Consignes de travail:
A. D'après le passage extrait, que doit faire un joueur des points de Désir qu'il accumule ?
B. Reformulez sous forme de liste le paragraphe du passage extrait qui commence par « Je pars donc de mon envie », en conservant ses faits principaux.
C. Renvoyez sans modification la portion du passage extrait qui commence par « Dans cette optique, je » et se poursuit jusqu'à « règles de Monostatos. ».

Dans cette optique, je vous invite en particulier à vous débarrasser de toute recherche de "réalisme" ou de "simulation de la réalité", c'est un piège inutile et stérile.
Pour vous lancer, en particulier si vous ne vous sentez pas sûr de vous, je vous invite à essayer de résumer comment les règles permettent d'accomplir cette vision et d'ensuite les développer progressivement. Pour mieux comprendre cette manière de résumer des règles, lire absolument cet article de Fred, qui permet de tout exprimer à partir d'un schéma simple. Autre exemple, ce résumé des règles de Monostatos.
Explication par l'exemple d'Org:
Je pars donc de mon envie de pousser les joueurs à raconter des moments où leurs personnages expriment leurs désirs pour un autre personnage (par exemple en essayant de le séduire, en exprimant son affection...). Il faut donner une justification à ce genre d'événements, à la fois pour les joueurs et pour les personnages (à cause du principe de synesthésie). Pour les personnages, je décide donc qu'il y a des moments où les personnages font avancer une cause commune, s'entraident et se protègent, ce qui crée de la proximité entre eux et donc finit par les amener à exprimer leurs désirs les uns pour les autres. Pour les joueurs, chaque fois qu'il demande et reçoit de l'aide d'un autre joueur qui lui cède alors de ses ressources, il accumule des points de Désir dont il doit se débarrasser en décrivant le Désir de son personnage sous peine de voir l'efficacité de son personnage amoindrie (et inversement: exprimer son Désir permet de se rendre plus fort).

Entrées répertoriées:
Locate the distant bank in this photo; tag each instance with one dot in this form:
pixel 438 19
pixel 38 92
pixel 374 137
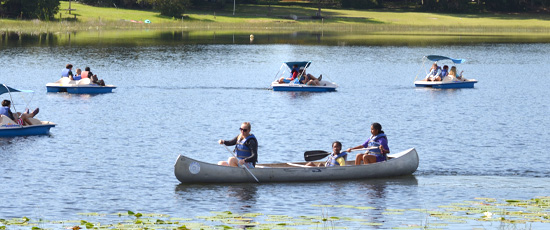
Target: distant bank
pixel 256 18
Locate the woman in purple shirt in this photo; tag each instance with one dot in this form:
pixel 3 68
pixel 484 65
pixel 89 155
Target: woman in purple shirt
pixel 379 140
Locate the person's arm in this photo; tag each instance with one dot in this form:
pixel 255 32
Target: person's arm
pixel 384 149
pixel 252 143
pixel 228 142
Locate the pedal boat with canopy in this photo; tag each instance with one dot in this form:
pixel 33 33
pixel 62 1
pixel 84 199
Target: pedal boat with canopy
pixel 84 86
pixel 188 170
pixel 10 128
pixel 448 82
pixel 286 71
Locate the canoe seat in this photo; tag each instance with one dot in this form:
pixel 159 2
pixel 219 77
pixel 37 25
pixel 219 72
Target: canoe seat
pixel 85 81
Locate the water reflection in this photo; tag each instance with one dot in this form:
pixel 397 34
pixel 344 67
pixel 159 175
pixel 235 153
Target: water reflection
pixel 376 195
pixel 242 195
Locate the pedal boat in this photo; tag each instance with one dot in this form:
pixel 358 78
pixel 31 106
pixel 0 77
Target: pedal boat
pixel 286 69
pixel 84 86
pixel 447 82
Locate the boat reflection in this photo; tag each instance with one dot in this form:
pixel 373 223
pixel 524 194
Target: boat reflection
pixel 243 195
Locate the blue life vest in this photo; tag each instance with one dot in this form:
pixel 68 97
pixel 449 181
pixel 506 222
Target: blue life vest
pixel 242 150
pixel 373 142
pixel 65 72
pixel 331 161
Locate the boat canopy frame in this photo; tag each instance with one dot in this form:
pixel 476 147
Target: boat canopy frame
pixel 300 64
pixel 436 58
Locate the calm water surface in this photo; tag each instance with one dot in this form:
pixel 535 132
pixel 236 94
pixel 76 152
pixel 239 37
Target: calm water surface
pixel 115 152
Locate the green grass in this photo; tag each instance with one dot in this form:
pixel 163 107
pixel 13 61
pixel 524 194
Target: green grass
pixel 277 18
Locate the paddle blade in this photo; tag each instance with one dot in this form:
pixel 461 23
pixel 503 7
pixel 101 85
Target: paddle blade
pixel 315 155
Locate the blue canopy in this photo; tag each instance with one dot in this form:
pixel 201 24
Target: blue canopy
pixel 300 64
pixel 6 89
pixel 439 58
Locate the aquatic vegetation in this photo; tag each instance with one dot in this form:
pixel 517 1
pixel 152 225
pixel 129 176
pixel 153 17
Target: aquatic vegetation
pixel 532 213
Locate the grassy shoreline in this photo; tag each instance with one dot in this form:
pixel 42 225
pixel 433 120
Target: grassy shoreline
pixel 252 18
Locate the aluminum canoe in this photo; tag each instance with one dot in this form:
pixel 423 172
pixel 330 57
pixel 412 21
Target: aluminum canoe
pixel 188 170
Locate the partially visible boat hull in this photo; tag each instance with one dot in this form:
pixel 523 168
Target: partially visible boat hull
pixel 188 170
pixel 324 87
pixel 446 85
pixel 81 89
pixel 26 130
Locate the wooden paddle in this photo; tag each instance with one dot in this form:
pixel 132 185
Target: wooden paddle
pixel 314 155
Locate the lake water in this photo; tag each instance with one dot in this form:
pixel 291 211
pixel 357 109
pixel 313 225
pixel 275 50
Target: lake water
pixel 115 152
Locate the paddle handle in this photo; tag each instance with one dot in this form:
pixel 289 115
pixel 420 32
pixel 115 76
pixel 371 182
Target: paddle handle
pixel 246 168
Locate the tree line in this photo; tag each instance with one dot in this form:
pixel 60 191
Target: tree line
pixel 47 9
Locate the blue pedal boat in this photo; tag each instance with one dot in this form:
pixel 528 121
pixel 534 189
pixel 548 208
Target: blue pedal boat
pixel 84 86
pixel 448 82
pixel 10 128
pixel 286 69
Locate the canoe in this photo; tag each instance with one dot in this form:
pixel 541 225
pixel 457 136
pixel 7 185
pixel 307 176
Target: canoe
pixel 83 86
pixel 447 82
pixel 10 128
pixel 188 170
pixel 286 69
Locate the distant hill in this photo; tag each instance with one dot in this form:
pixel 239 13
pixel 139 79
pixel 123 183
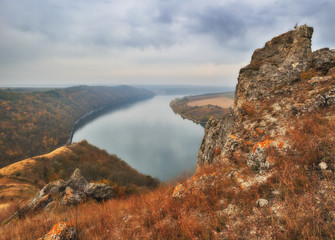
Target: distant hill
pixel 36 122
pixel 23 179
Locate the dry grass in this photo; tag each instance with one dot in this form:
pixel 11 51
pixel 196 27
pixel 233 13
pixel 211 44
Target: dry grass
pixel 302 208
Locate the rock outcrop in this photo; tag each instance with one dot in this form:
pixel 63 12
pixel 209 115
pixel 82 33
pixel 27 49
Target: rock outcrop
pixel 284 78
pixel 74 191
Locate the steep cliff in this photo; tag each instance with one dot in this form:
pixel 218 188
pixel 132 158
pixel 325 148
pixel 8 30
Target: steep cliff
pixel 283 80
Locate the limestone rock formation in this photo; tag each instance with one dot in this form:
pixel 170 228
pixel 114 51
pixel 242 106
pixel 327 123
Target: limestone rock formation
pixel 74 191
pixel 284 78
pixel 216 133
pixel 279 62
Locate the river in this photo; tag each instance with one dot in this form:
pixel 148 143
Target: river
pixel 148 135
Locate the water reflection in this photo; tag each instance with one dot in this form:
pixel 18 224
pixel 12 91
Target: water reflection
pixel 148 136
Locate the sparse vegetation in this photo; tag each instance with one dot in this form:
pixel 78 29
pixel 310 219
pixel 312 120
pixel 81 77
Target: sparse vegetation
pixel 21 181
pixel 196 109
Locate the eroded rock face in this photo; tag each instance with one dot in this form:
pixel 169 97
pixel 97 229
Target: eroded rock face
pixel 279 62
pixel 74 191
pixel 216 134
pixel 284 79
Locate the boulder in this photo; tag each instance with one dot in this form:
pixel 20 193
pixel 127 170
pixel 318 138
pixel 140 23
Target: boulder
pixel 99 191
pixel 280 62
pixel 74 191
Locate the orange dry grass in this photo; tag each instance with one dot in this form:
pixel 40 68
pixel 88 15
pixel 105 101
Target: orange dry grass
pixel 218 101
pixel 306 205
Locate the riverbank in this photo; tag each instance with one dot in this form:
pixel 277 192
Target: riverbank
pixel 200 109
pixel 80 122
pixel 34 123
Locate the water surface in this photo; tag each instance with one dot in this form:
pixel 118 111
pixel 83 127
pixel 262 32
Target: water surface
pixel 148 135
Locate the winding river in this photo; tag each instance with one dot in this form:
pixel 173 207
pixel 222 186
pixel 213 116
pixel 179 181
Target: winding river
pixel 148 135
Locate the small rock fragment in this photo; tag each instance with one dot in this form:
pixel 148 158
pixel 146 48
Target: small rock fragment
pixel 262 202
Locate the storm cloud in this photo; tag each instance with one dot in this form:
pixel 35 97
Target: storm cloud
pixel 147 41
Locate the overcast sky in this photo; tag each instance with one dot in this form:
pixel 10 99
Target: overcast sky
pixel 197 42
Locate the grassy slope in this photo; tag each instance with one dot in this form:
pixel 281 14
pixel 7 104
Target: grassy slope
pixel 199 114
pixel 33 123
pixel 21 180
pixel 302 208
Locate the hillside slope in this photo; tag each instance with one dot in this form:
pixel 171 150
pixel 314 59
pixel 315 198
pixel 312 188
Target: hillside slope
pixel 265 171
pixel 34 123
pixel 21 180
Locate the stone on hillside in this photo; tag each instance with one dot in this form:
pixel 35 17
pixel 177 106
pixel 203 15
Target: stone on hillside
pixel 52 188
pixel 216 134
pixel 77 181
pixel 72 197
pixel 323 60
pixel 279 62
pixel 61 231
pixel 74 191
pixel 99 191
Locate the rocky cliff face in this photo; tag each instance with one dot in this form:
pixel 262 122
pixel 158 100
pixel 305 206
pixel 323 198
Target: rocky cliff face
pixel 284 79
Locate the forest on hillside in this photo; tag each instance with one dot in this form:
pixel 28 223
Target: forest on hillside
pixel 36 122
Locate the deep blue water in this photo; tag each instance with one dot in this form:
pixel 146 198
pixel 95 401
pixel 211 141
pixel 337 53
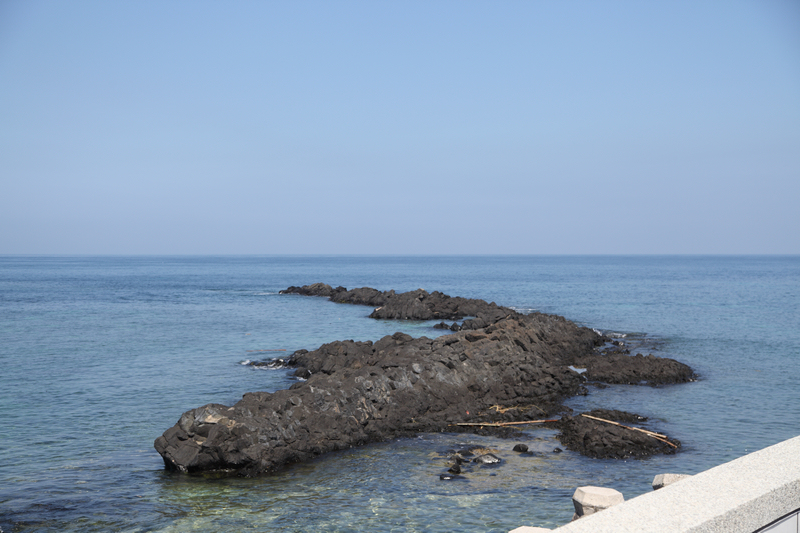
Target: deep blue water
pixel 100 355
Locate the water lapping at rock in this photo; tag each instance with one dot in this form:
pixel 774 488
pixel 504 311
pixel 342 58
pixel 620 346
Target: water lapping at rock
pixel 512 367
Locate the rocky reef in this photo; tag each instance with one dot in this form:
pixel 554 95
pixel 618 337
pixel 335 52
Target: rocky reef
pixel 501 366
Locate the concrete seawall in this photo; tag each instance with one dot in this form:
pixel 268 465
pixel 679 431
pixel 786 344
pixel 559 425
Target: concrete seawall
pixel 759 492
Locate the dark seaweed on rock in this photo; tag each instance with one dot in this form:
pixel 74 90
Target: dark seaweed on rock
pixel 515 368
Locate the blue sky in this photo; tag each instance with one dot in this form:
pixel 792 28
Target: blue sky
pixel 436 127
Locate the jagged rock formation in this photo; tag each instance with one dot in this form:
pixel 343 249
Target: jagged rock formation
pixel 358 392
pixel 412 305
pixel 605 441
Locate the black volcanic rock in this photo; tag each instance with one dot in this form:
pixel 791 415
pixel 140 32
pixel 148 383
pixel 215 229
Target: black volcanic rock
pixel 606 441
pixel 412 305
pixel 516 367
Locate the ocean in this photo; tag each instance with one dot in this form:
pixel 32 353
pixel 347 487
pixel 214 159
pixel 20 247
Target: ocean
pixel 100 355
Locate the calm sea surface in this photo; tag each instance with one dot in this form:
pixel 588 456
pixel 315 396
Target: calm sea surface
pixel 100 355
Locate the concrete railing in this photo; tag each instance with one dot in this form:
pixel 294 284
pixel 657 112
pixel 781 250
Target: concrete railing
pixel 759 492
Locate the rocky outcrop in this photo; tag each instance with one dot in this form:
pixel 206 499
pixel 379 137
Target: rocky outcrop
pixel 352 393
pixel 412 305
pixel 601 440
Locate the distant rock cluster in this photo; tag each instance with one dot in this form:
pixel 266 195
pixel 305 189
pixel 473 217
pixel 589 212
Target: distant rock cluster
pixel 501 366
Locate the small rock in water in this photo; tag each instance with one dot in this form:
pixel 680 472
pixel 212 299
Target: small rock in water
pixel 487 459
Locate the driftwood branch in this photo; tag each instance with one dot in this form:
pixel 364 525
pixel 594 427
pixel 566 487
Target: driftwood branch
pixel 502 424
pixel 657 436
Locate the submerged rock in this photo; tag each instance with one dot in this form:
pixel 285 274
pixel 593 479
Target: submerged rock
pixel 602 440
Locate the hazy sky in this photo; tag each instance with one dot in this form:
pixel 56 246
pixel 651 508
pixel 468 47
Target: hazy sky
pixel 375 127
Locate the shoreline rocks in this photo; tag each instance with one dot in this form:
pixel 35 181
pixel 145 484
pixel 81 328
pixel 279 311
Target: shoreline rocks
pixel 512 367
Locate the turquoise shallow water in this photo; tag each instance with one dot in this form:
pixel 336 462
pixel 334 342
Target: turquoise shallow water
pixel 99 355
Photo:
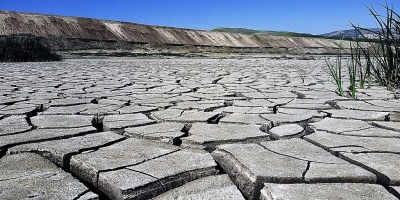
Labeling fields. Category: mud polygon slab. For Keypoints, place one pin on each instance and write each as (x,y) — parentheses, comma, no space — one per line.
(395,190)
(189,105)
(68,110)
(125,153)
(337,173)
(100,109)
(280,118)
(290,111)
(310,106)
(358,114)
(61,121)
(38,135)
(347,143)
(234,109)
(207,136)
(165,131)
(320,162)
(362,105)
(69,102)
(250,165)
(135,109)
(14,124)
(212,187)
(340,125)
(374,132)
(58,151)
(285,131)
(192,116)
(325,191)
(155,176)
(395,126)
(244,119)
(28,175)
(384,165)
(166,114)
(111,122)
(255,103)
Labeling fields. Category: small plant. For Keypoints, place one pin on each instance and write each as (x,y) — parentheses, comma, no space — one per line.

Réponses par consigne:
A. Il doit s'en débarrasser en décrivant le Désir de son personnage, sous peine de voir l'efficacité de ce personnage amoindrie.

B.
- Point de départ : pousser les joueurs à raconter des moments où leurs personnages expriment leurs désirs pour un autre personnage, par exemple en essayant de le séduire ou en exprimant leur affection.
- Ces événements doivent être justifiés à la fois pour les joueurs et pour les personnages, à cause du principe de synesthésie.
- Pour les personnages : ils font avancer une cause commune, s'entraident et se protègent. Cela crée de la proximité entre eux et les amène à exprimer leurs désirs les uns pour les autres.
- Pour les joueurs : chaque fois qu'un joueur demande et reçoit de l'aide d'un autre joueur qui lui cède de ses ressources, il accumule des points de Désir.
- Il doit s'en débarrasser en décrivant le Désir de son personnage, sinon l'efficacité de ce personnage est amoindrie.
- Inversement, exprimer son Désir rend le personnage plus fort.

C.
Dans cette optique, je vous invite en particulier à vous débarrasser de toute recherche de "réalisme" ou de "simulation de la réalité", c'est un piège inutile et stérile.
Pour vous lancer, en particulier si vous ne vous sentez pas sûr de vous, je vous invite à essayer de résumer comment les règles permettent d'accomplir cette vision et d'ensuite les développer progressivement. Pour mieux comprendre cette manière de résumer des règles, lire absolument cet article de Fred, qui permet de tout exprimer à partir d'un schéma simple. Autre exemple, ce résumé des règles de Monostatos.